* begin *

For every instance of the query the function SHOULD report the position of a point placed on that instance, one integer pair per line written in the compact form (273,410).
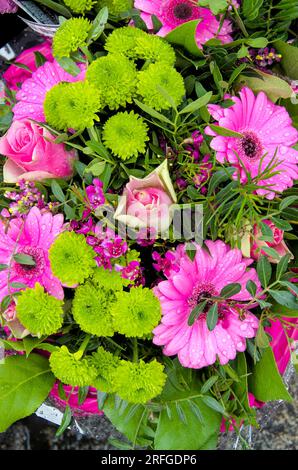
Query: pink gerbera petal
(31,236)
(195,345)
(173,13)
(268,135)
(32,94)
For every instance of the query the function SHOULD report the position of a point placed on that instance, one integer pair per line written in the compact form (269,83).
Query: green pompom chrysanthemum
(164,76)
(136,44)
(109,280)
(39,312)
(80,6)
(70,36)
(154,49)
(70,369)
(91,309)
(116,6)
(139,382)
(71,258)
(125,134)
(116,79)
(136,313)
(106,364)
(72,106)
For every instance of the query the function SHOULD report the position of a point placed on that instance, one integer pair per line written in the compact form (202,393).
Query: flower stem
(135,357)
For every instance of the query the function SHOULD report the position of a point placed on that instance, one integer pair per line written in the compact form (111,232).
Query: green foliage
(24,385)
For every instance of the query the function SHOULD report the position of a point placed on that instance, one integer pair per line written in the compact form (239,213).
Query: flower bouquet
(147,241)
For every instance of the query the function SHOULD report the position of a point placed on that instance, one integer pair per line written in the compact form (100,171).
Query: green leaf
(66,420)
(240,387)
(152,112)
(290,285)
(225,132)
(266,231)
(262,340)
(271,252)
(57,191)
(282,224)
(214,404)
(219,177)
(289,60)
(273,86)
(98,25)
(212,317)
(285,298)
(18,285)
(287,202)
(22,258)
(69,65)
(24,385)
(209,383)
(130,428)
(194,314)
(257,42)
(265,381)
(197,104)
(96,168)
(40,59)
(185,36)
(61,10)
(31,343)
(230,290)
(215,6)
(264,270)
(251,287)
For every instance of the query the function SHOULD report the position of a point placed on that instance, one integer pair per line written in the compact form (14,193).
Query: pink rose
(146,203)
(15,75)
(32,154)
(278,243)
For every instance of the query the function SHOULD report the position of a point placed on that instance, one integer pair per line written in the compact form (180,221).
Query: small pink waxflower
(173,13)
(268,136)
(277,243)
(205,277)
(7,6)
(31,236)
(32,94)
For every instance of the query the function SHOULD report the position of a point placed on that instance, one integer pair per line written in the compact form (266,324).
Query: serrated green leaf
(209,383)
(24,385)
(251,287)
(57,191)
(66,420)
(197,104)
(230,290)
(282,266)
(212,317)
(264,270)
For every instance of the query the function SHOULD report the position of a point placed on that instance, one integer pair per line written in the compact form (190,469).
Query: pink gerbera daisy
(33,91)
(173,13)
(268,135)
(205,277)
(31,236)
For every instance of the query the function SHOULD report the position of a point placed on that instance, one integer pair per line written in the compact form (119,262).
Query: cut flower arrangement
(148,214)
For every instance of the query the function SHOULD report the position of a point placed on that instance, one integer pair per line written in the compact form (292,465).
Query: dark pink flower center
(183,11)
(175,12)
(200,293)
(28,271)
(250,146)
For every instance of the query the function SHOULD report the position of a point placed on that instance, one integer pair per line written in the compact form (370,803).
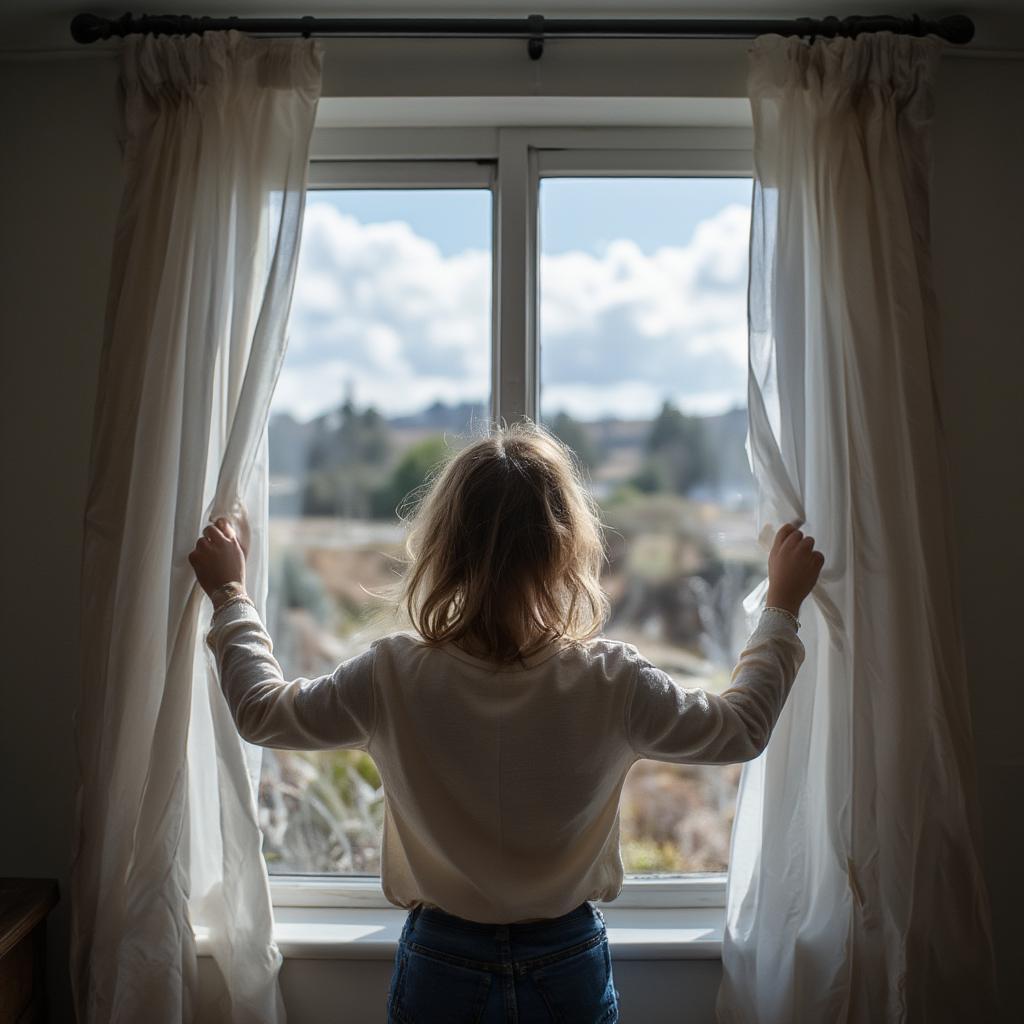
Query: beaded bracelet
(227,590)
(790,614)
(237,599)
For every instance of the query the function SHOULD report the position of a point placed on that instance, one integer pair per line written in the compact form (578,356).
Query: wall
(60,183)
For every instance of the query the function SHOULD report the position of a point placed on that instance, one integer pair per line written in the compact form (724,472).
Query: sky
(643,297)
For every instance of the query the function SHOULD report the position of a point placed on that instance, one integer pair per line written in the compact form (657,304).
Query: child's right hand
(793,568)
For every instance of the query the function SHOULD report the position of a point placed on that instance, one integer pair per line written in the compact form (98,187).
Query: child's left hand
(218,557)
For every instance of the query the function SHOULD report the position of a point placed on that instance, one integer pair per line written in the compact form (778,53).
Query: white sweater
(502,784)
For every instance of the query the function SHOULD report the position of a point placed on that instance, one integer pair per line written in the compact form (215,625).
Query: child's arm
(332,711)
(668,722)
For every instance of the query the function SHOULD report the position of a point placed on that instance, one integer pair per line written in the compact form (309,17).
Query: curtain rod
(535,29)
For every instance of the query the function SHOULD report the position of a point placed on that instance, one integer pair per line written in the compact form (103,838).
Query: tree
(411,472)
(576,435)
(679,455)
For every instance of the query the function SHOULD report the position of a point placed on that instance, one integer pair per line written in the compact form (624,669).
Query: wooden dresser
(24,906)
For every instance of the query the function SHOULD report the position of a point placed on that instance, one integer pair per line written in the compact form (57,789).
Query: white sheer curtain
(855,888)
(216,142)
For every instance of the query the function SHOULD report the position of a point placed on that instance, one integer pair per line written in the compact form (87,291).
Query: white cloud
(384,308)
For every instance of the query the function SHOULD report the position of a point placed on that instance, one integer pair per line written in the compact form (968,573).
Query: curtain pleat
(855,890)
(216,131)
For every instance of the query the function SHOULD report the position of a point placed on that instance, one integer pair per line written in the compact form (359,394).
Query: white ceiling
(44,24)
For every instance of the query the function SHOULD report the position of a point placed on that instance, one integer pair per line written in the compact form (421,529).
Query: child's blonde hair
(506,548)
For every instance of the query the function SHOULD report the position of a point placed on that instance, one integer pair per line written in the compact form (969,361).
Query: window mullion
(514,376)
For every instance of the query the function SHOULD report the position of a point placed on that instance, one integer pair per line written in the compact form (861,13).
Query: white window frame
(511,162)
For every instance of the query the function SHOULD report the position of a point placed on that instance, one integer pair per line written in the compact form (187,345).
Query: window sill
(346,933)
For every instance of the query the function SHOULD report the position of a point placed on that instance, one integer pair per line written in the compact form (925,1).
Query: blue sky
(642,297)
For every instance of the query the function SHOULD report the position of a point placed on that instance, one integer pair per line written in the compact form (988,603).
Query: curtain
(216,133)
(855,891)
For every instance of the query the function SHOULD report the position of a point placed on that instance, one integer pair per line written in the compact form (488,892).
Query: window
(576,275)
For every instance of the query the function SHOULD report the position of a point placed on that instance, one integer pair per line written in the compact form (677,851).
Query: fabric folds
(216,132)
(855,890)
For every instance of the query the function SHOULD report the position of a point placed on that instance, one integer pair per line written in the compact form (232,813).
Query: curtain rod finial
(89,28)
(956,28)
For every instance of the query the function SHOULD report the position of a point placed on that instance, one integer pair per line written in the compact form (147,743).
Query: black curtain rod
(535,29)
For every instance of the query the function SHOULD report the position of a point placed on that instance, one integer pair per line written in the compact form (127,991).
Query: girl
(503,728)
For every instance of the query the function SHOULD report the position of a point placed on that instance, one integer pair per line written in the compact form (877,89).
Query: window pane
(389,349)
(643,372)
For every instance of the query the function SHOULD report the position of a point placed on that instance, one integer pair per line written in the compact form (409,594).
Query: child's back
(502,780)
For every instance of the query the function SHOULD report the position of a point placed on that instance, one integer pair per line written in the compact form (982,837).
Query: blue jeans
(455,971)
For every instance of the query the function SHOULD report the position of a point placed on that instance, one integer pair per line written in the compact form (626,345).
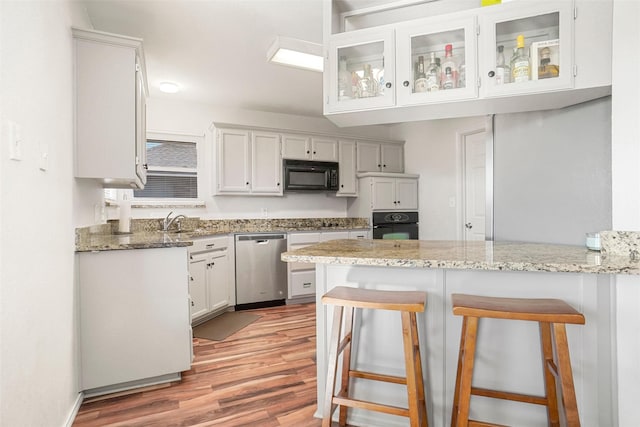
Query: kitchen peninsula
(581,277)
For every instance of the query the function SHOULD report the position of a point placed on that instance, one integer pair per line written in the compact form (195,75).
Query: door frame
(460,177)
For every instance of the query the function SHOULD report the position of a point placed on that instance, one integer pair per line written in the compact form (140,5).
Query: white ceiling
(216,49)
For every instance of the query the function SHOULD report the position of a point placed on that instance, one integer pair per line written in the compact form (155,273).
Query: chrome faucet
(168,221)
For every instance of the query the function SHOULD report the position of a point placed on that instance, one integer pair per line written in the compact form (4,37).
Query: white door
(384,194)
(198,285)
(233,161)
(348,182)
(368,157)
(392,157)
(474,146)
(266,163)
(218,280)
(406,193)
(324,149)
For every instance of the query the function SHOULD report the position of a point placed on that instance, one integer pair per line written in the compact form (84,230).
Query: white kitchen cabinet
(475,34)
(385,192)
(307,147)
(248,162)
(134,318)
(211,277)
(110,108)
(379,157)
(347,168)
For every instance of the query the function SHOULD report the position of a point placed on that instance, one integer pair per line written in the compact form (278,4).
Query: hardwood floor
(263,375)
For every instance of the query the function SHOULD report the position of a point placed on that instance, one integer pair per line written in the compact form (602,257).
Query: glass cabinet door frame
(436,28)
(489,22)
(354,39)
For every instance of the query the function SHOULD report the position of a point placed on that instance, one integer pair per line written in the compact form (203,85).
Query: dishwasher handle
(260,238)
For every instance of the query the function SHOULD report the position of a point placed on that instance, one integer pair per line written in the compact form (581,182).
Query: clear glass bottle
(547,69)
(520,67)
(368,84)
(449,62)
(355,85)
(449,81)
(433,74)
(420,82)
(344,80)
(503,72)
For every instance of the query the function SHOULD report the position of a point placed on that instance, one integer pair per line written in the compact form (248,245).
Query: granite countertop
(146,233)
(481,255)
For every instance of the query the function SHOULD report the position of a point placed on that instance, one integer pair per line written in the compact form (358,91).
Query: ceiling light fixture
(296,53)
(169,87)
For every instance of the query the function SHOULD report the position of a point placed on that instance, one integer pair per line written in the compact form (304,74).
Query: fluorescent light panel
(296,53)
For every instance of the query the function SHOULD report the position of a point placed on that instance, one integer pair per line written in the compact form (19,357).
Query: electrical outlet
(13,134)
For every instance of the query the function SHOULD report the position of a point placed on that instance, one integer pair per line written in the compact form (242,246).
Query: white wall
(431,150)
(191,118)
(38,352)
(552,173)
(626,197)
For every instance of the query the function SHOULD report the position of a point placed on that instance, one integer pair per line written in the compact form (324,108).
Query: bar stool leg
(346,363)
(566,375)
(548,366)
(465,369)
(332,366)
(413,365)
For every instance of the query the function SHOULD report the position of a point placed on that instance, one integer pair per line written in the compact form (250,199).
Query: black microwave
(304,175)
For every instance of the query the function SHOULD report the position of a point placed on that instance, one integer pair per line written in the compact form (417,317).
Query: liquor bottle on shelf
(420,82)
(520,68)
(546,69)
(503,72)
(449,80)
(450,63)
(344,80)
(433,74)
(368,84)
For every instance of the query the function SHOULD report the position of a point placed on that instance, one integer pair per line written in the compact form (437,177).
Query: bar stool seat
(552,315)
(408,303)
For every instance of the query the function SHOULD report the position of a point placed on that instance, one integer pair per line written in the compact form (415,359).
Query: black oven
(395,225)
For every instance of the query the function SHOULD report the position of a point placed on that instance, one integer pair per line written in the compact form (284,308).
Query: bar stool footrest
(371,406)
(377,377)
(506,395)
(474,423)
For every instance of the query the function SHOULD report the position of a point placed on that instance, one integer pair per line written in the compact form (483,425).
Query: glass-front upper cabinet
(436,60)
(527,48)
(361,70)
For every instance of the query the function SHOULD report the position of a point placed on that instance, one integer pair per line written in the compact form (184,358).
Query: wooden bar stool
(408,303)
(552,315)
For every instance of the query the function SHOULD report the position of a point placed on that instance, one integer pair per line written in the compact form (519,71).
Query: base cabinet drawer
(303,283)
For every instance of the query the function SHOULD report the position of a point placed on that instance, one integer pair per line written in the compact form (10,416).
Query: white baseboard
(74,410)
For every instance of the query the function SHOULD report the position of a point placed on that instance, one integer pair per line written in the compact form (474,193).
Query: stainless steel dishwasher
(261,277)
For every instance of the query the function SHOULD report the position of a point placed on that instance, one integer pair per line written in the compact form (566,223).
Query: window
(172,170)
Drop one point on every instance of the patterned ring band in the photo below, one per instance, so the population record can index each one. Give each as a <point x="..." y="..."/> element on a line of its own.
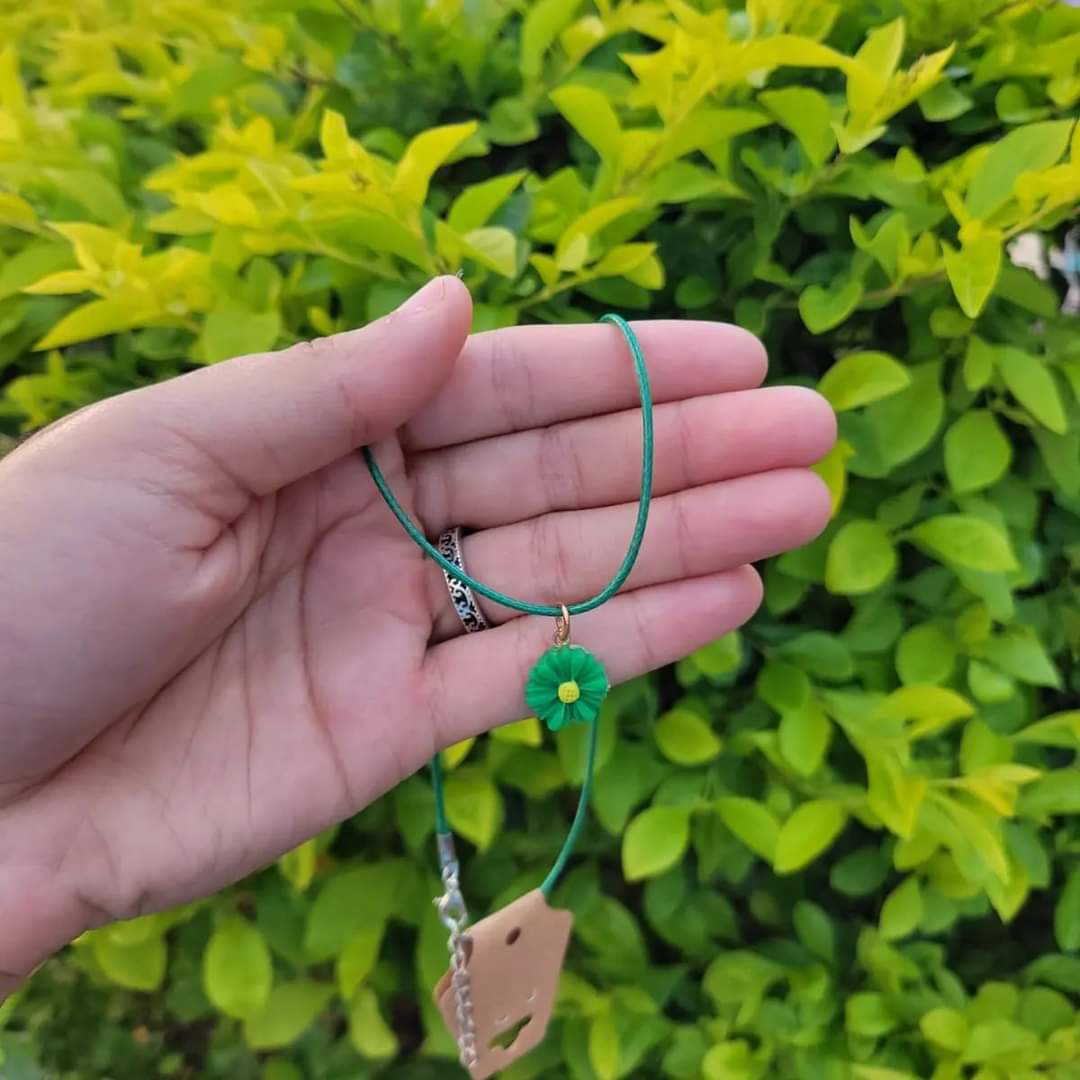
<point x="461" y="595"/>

* end *

* Exercise brief *
Using the records above, copy exactly and only the lines from the line with "compact form (184,358)." through the end, both included; leave every picture out.

* Output for this task *
For every instance of the query the function SHOULD report the position of a point placed on that instance, one integer pair per line written in the compact form (184,358).
Query: wooden bar stool
(408,303)
(552,315)
For every instance of the query the function SHOULD report the position of a point placed on that instance, one integer pair per line written in the compact form (519,71).
Query: base cabinet drawer
(303,283)
For every instance of the query the function SHOULD report the position of a point placed on that instance, one integer pair per line written in the compact form (10,416).
Query: white baseboard
(74,410)
For every instance of the query the function SHOULD report the position of a point placed on that instance, one integer pair per line written in the compact form (474,193).
Query: stainless steel dishwasher
(261,277)
For every instance of the query the function SHOULD report the position of a point placed on that instance, one integer pair per line written in the compact form (566,223).
Query: window
(172,170)
Drop one point on every instance of the patterned ring band in the photo below, one per instance, so the population record can index each one. Give each as a <point x="..." y="..."/> element on a line of its own.
<point x="461" y="595"/>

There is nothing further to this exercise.